#### [Problem statement]
Please copy out the lines of the records from the line containing "target: **green field**" through the line containing "rule: each instance of the **green", inclusive, reproducing each one verbatim.

[A run of records]
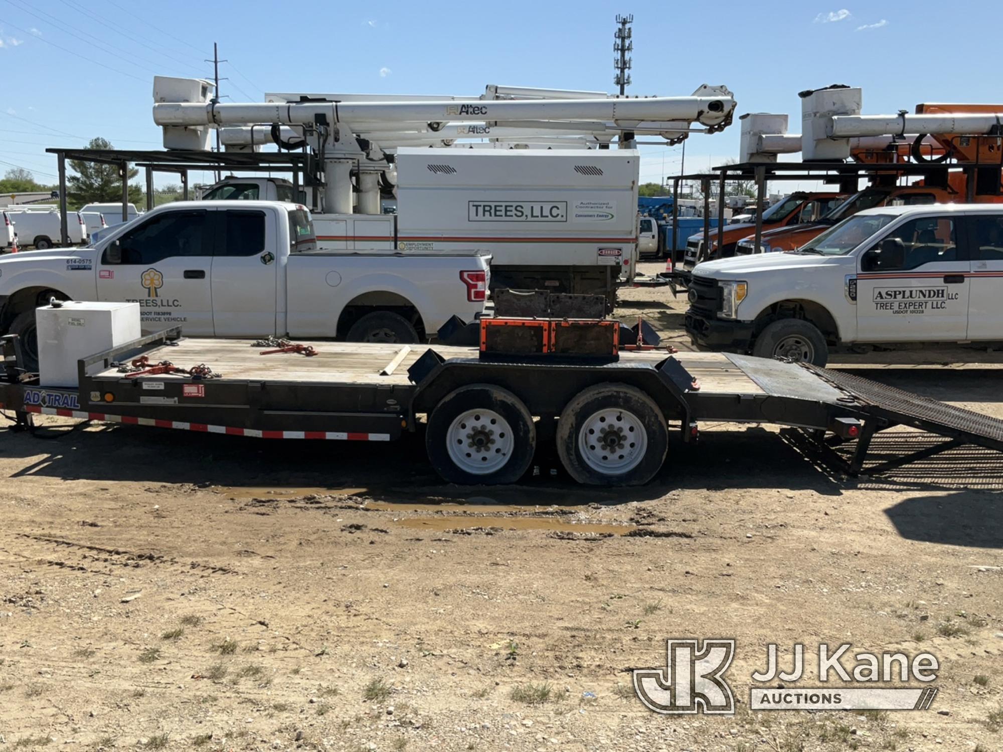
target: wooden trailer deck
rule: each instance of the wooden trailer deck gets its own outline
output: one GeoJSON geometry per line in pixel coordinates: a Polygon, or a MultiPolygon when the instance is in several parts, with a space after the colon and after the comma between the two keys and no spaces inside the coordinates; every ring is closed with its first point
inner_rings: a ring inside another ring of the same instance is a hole
{"type": "MultiPolygon", "coordinates": [[[[250,340],[186,338],[177,345],[161,345],[145,351],[151,364],[171,361],[180,368],[206,364],[226,379],[269,381],[301,384],[385,384],[403,386],[410,383],[407,369],[427,350],[435,350],[443,358],[475,358],[477,351],[468,347],[444,345],[379,345],[351,342],[312,342],[317,355],[298,353],[261,355],[269,348],[254,347],[250,340]]],[[[622,352],[621,363],[658,363],[666,358],[665,351],[622,352]]],[[[677,353],[675,358],[700,383],[701,393],[763,394],[755,381],[722,353],[677,353]]],[[[115,368],[105,369],[95,378],[122,378],[115,368]]],[[[158,374],[139,376],[162,381],[186,379],[187,376],[158,374]]]]}

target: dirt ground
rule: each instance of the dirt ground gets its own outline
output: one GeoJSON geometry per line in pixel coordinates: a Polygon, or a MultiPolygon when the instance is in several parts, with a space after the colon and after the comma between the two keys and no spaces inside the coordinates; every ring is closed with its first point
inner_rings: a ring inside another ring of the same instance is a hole
{"type": "MultiPolygon", "coordinates": [[[[685,344],[682,299],[623,297],[685,344]]],[[[1003,416],[997,354],[842,362],[1003,416]]],[[[419,437],[46,423],[0,430],[0,750],[1003,749],[996,453],[848,478],[718,425],[642,488],[465,488],[419,437]],[[734,716],[633,695],[680,637],[736,640],[734,716]],[[767,643],[820,642],[933,653],[933,708],[747,710],[767,643]]]]}

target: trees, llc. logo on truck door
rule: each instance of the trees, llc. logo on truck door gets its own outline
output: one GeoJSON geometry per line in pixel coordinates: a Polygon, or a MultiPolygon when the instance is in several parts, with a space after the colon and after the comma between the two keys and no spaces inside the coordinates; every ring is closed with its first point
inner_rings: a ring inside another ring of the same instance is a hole
{"type": "Polygon", "coordinates": [[[163,287],[163,275],[150,267],[139,277],[139,282],[146,288],[146,297],[155,298],[156,291],[163,287]]]}
{"type": "Polygon", "coordinates": [[[634,691],[656,713],[735,712],[724,672],[735,656],[734,640],[666,640],[664,669],[635,669],[634,691]]]}

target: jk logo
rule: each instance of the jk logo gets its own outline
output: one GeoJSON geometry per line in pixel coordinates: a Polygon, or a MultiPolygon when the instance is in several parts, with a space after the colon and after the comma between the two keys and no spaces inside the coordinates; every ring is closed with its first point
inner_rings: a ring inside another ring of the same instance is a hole
{"type": "Polygon", "coordinates": [[[735,698],[724,672],[735,655],[734,640],[666,640],[664,669],[635,669],[634,691],[656,713],[732,715],[735,698]]]}

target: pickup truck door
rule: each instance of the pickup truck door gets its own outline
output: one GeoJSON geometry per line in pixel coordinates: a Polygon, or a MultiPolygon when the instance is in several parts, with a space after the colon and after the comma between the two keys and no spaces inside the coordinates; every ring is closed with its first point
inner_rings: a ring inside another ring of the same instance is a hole
{"type": "Polygon", "coordinates": [[[965,221],[972,250],[966,339],[1003,339],[1003,212],[965,221]]]}
{"type": "MultiPolygon", "coordinates": [[[[860,342],[958,342],[967,338],[968,249],[961,215],[920,217],[881,237],[899,239],[901,263],[858,256],[857,339],[860,342]]],[[[874,258],[874,257],[872,257],[874,258]]]]}
{"type": "Polygon", "coordinates": [[[213,237],[206,210],[164,212],[119,236],[121,263],[97,260],[97,299],[135,301],[144,332],[212,336],[213,237]]]}
{"type": "Polygon", "coordinates": [[[213,213],[213,322],[217,337],[276,333],[280,250],[278,217],[285,212],[224,209],[213,213]]]}

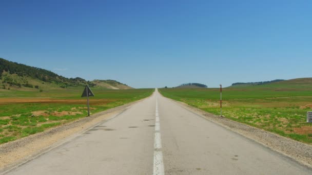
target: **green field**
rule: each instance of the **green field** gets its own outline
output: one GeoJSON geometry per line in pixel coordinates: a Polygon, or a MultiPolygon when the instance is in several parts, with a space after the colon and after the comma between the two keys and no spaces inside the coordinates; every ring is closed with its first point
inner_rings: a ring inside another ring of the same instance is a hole
{"type": "MultiPolygon", "coordinates": [[[[0,90],[0,144],[87,116],[86,98],[81,97],[84,88],[0,90]]],[[[91,89],[95,95],[90,98],[91,114],[147,97],[154,91],[91,89]]]]}
{"type": "MultiPolygon", "coordinates": [[[[220,115],[219,89],[161,89],[164,96],[220,115]]],[[[226,118],[281,136],[312,144],[312,78],[303,78],[222,90],[226,118]]]]}

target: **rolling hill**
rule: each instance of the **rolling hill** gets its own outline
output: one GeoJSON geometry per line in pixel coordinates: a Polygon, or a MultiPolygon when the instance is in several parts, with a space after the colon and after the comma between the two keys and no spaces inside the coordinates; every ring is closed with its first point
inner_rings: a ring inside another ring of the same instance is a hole
{"type": "MultiPolygon", "coordinates": [[[[287,80],[276,80],[270,81],[265,81],[265,83],[233,83],[229,88],[274,88],[278,90],[279,89],[310,89],[312,88],[312,78],[300,78],[292,79],[287,80]]],[[[257,82],[256,82],[257,83],[257,82]]]]}
{"type": "Polygon", "coordinates": [[[66,89],[86,84],[109,89],[133,89],[113,80],[90,81],[80,77],[68,78],[43,69],[0,58],[0,89],[34,91],[36,89],[66,89]]]}
{"type": "Polygon", "coordinates": [[[176,88],[207,88],[207,85],[198,83],[188,83],[182,84],[176,88]]]}

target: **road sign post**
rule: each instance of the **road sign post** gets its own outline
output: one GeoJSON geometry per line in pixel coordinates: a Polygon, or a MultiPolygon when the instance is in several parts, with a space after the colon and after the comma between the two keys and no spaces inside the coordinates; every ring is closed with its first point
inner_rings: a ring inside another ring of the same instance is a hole
{"type": "Polygon", "coordinates": [[[92,92],[90,88],[86,85],[84,92],[82,93],[81,97],[87,97],[87,106],[88,106],[88,116],[90,116],[90,106],[89,104],[89,97],[94,97],[94,94],[92,92]]]}
{"type": "Polygon", "coordinates": [[[220,116],[222,117],[222,85],[220,84],[220,116]]]}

#### [Solution to the problem]
target: **green field**
rule: each instance of the **green field** gets its own outline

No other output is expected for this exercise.